== Exercise ==
The answer must be every line of the records below that contains the word "window", copied out.

== Data to examine ==
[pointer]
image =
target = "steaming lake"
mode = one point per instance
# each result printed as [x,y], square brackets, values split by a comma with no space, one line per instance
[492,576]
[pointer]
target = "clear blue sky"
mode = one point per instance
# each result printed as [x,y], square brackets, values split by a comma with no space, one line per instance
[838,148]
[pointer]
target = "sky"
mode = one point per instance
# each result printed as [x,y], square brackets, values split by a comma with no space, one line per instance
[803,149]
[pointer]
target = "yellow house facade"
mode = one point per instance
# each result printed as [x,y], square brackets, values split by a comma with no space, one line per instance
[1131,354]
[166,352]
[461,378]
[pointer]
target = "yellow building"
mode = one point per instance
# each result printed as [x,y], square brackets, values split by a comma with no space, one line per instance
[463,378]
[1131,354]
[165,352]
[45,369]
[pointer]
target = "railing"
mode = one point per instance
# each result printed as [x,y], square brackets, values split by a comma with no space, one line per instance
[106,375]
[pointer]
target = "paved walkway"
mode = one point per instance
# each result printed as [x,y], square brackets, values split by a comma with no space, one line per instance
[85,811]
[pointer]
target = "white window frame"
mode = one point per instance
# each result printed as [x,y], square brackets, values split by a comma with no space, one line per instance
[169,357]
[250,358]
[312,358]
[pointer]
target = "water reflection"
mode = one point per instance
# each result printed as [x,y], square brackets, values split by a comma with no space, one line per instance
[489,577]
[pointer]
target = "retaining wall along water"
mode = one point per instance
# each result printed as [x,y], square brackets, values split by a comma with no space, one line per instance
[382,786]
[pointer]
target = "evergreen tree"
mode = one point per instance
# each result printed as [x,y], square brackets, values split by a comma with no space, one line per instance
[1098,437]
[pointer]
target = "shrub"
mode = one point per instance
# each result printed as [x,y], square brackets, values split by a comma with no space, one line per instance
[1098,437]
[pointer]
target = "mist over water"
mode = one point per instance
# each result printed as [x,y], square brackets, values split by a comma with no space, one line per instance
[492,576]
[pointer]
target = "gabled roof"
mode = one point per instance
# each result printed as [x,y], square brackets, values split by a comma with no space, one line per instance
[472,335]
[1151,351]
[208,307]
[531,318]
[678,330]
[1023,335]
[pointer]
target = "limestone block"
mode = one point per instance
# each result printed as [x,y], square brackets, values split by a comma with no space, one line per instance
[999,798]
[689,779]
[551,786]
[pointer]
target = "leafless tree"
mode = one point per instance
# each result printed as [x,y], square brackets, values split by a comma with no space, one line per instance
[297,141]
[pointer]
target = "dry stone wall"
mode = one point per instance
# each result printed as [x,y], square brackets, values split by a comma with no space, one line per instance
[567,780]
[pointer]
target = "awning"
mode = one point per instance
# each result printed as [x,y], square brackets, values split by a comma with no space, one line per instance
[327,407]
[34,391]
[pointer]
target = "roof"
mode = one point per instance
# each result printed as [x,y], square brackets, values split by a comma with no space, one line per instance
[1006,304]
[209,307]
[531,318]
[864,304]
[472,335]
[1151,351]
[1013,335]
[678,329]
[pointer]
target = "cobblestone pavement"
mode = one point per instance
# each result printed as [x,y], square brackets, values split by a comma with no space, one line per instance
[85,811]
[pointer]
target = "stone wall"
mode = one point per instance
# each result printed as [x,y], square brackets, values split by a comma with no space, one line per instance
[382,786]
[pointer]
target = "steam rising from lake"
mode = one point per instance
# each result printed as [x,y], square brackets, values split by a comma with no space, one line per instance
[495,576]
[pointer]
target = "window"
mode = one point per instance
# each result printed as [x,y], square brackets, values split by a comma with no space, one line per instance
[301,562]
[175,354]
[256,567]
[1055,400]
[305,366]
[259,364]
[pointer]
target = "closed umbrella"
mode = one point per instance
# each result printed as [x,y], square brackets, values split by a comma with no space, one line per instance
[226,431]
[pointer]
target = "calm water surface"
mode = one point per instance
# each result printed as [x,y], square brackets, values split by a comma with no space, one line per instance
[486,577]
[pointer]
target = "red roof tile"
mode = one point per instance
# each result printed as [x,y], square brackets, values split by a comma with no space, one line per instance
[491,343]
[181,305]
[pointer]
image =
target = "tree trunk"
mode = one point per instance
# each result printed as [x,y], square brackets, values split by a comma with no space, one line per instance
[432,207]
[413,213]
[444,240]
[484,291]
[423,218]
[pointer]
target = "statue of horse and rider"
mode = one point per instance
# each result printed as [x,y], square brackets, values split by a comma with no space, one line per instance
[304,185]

== Answer area ==
target = "white window frame"
target = "window"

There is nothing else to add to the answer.